REQUIRED WORK
Continue the article on quercetin and rhinovirus infections from the point where it stops.

[PASSAGE — start]

(NaturalNews) Asthma, cystic fibrosis (CF) and chronic obstructive pulmonary disease (COPD) are serious and even life-threatening conditions. However, these health problems share something with a usually minor infection -- the common cold. The connection? Rhinovirus (RV), a single-stranded RNA virus from the picornaviridae family, causes the majority of colds and RV is also known to trigger exacerbations of CF, asthma and COPD.
But now University of Michigan at Ann Arbor scientists have found that a natural substance, the flavonoid quercetin, puts the brakes on the ability of RV to replicate. It also fights inflammation. According to their research just presented at the American Thoracic Society (ATS) 2010 International Conference held in New Orleans, quercetin could be a treatment for rhinovirus-caused infections and could be particularly beneficial for people with serious underlying chronic lung diseases.
That's great news not just for people looking for a possible cure for the common cold but especially for those suffering from conditions like COPD and CF that rob them of the ability to breathe. For example, COPD (which includes emphysema and chronic obstructive bronchitis) causes coughing, wheezing, shortness of breath, chest tightness, and other symptoms. According the National Heart, Lung and Blood Institute, COPD is a major cause of disability and the fourth leading cause of death in the United States. CF is an inherited chronic disease that affects the lungs and digestive system of about 30,000 children and adults in the US. It causes the body to produce a thick, sticky mucus that clogs the lungs and can lead to life-threatening lung infections.

[PASSAGE — finish]
[MATERIAL PROVIDED — start]

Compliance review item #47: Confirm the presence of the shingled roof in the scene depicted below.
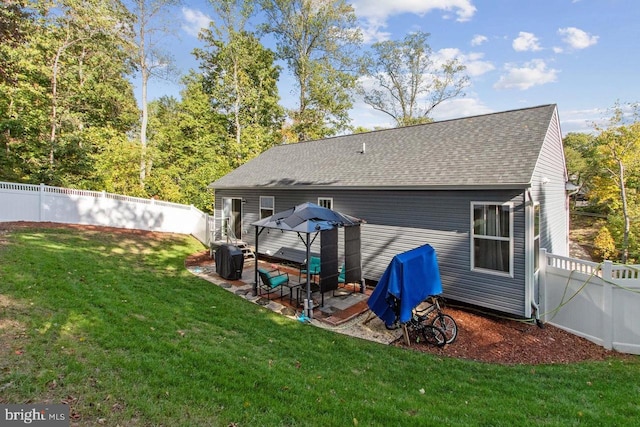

[MATERIAL PROVIDED — finish]

ANSWER FOR THIS EXERCISE
For their study, the University of Michigan research team decided to test quercetin on cells infected with RV. A phytochemical found in the skins of apples, red onions and other foods, quercetin is known to be a powerful antioxidant with antihistamine and anti-inflammatory properties. So the scientists hypothesized that quercetin might reduce the ability of RV to spark an inflammatory response. That's important because inflammation causes oxidative stress which can disrupt the function of epithelial cells (cells that line cavities and structures) inside airways, negatively impacting the ability to breathe.
Their lab experiments with RV infected cells showed that the researchers were right. The results suggested that quercetin actually inhibited the ability of the virus to replicate. The flavonoid also appeared to reduce the RV-triggered immune system response that can cause cytokines (proteins that are secreted by specific cells of the immune system) to induce excess inflammation. "Therefore, quercetin may be beneficial in the treatment of viral infections, particularly in patients with underlying chronic lung disease," the researchers stated.